PROBLEM STATEMENT ::
Copy out the following blog entry about the logging adventure in full, word for word.

Saturday, January 10, 2009

Further Adventure (prominently featuring logging)

Well I just got back from seeing Gran Torino today, and it was a good movie. Clint Eastwood needs to star in an action movie where he growls his enemies to death.

The Great Logging Adventure,  Part the Third
As told by Charles Dickens. Nah, just kidding.

Recap: I was in the woods and some stuff happened and then I found this thing.

I looked under the trapdoor and saw a pit. A deep pit, and since the sun was just beginning to climb above the trees, I couldn't see what was inside. I contemplated shouting down to see if there was anyone in it, but then I realized that that was a stupid idea. Instead, I slowly lowered myself in and then let go because how deep could it really be?
It could be very deep, which it was. Were it nor for my great Lumberjack fortitude, I might have broken an ankle or perhaps my bedroom performance might be poorer (Ladies, I am available), but it would have taken a much deeper pit to stop me.
I stumbled around in the darkness for a few moments, until I stopped hitting a wall and realized I was in some type of corrider. I tripped over something soft and hairy, but I couldn't find it again after I returned to my feet. Stalwart, I continued in the general direction I figured I had been heading in.
I turned a corner, and was bathed in a dim green flourescent light. It was spilling through a doorway at the end of the corrider. Inside the room I heard the whir of a buzzsaw and the tear-inducing whinny of an innocent woodland creature (one of the only things that can bring a Lumberjack to tears), this one of a bear. A single tear slid down my cheek.

INFORMATION PROVIDED ::
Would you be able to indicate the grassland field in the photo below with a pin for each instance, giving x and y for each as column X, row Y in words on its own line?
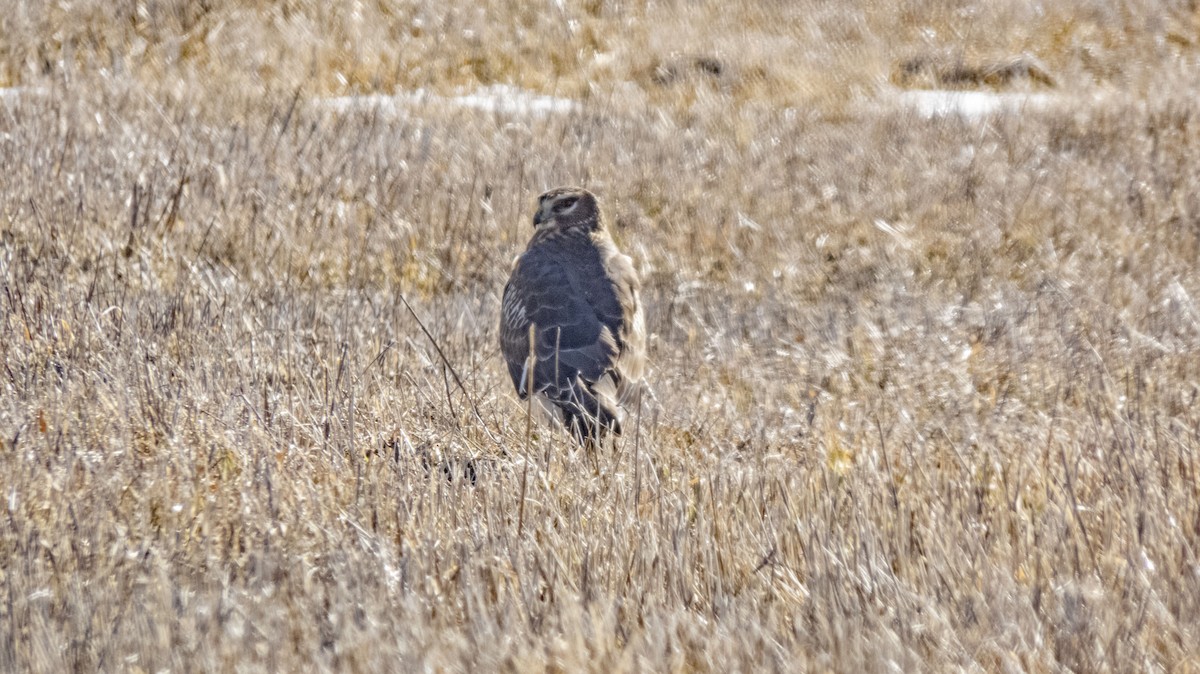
column 927, row 385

RESULT FOR THIS EXERCISE ::
Saturday, January 10, 2009

Further Adventure (prominently featuring logging)

Well I just got back from seeing Gran Torino today, and it was a good movie. Clint Eastwood needs to star in an action movie where he growls his enemies to death.

The Great Logging Adventure,  Part the Third
As told by Charles Dickens. Nah, just kidding.

Recap: I was in the woods and some stuff happened and then I found this thing.

I looked under the trapdoor and saw a pit. A deep pit, and since the sun was just beginning to climb above the trees, I couldn't see what was inside. I contemplated shouting down to see if there was anyone in it, but then I realized that that was a stupid idea. Instead, I slowly lowered myself in and then let go because how deep could it really be?
It could be very deep, which it was. Were it nor for my great Lumberjack fortitude, I might have broken an ankle or perhaps my bedroom performance might be poorer (Ladies, I am available), but it would have taken a much deeper pit to stop me.
I stumbled around in the darkness for a few moments, until I stopped hitting a wall and realized I was in some type of corrider. I tripped over something soft and hairy, but I couldn't find it again after I returned to my feet. Stalwart, I continued in the general direction I figured I had been heading in.
I turned a corner, and was bathed in a dim green flourescent light. It was spilling through a doorway at the end of the corrider. Inside the room I heard the whir of a buzzsaw and the tear-inducing whinny of an innocent woodland creature (one of the only things that can bring a Lumberjack to tears), this one of a bear. A single tear slid down my cheek.